AUFGABEN UND ÜBUNGEN>
A) Nenne alle Berufsgruppen, die im Text über Gianni Alemanno in dem Satz mit „unter einer Decke“ aufgezählt werden.
B) Schreibe den Text über Gianni Alemanno nach seinem letzten Satz weiter.

TEXT ZUR UNTERSUCHUNG>
Kapitaler Angeklagter
Die Macht der italienischen Mafia reicht weit in die Gesellschaft hinein. Journalisten, Beamte, Unternehmer und Polizisten stecken mit ihr unter einer Decke. Auch hochrangige Berufspolitiker sind nicht immun – wie unter anderem Gianni Alemanno, der ehemalige Bürgermeister von Rom beweist. Dem 58-Jährigen wird im Zusammenhang mit Ermittlungen gegen ein kriminelles Netzwerk nun der Prozess gemacht.
Während Alemannos Amtszeit von 2008 bis 2013 soll das organisierte Verbrechen in Italiens Hauptstadt, die »Mafia Capitale«, einen regelrechten Aufschwung erlebt haben. Alemanno selbst habe laut Staatsanwaltschaft etwa 125 000 Euro Bestechungsgelder erhalten. Mehreren alten Weggefährten soll er lukrative städtische Posten verschafft haben. Er selbst weist die Anschuldigungen zurück: »Ich habe ein reines Gewissen und deswegen auch nichts zu verhandeln.«
Insgesamt 46 Angeklagte stehen in dem umfangreichen Prozess vor Gericht, darunter mehrere Personen aus dem rechtsterroristischen Milieu. In diesem kennt sich auch Alemanno bestens aus: Schon als Student galt der Offizierssohn als rechter Schläger, viermal wurde er festgenommen. Acht Monate verbrachte er für den Wurf eines Molotow-Cocktails auf die sowjeti- sche Botschaft in Haft. 1988 wurde er Chef der Jugendorganisation der neofaschistischen Partei Movimento Sociale Italiano. Es folgten mehrere politische Wechsel und die Arbeit als Landwirtschaftsminister unter Silvio Berlusconi. 2008 trat er für die konservative Popolo della Libertà als Bürgermeisterkandidat an.

Gespeicherte Dateneinträge:
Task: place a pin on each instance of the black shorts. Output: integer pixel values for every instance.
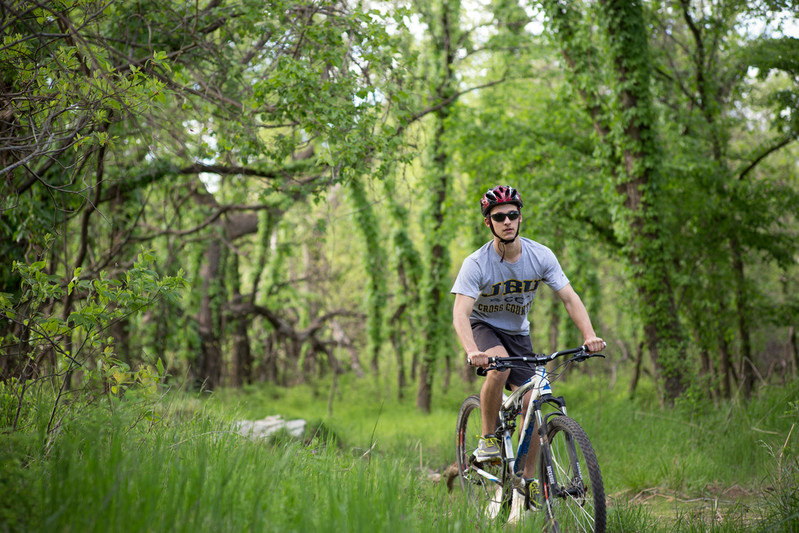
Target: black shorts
(487, 337)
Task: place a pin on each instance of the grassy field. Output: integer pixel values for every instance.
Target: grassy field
(368, 464)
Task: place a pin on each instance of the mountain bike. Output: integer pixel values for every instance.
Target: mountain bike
(568, 494)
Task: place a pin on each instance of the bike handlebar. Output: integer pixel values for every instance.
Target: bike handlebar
(500, 363)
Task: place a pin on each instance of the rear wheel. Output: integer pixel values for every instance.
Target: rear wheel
(487, 486)
(572, 493)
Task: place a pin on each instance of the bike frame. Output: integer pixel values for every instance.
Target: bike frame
(541, 390)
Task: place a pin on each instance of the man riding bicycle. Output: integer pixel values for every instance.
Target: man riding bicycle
(494, 291)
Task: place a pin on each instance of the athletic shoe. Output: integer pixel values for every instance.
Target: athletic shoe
(487, 449)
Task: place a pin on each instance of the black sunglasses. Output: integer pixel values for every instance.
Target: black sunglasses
(500, 217)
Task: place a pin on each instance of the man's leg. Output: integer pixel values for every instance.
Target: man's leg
(491, 393)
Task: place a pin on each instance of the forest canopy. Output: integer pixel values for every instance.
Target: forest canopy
(227, 192)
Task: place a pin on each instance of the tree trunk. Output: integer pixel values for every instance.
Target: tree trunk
(208, 371)
(748, 368)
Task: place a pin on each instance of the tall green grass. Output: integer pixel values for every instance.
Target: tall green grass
(199, 476)
(365, 464)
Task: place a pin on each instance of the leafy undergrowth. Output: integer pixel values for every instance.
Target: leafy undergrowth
(369, 462)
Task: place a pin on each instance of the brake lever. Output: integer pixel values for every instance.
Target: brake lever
(584, 356)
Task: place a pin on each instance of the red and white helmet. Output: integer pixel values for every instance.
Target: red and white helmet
(501, 194)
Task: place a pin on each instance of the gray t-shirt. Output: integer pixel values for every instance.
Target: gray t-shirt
(504, 291)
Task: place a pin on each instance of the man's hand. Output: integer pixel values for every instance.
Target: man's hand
(595, 344)
(477, 359)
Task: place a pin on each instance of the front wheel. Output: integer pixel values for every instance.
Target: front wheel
(571, 484)
(487, 486)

ANTWORTEN JE AUFGABE>
A) Journalisten, Beamte, Unternehmer und Polizisten.

B)
Ganz konnte sich der Ehemann von Isabella Rauti, Tochter des rechtsextremen Pino Rauti, wohl nicht von den alten Idealen lösen: Medienberichten zufolge hat Alemanno zahlreiche linke Jugendzentren räumen lassen, während er gleichzeitig Jugendclubs finanzierte, die von Neofaschisten genutzt wurden. In seiner Amtszeit konnte sich die rechtsextreme Bewegung »Casa Pound« ungehindert in Rom ausbreiten.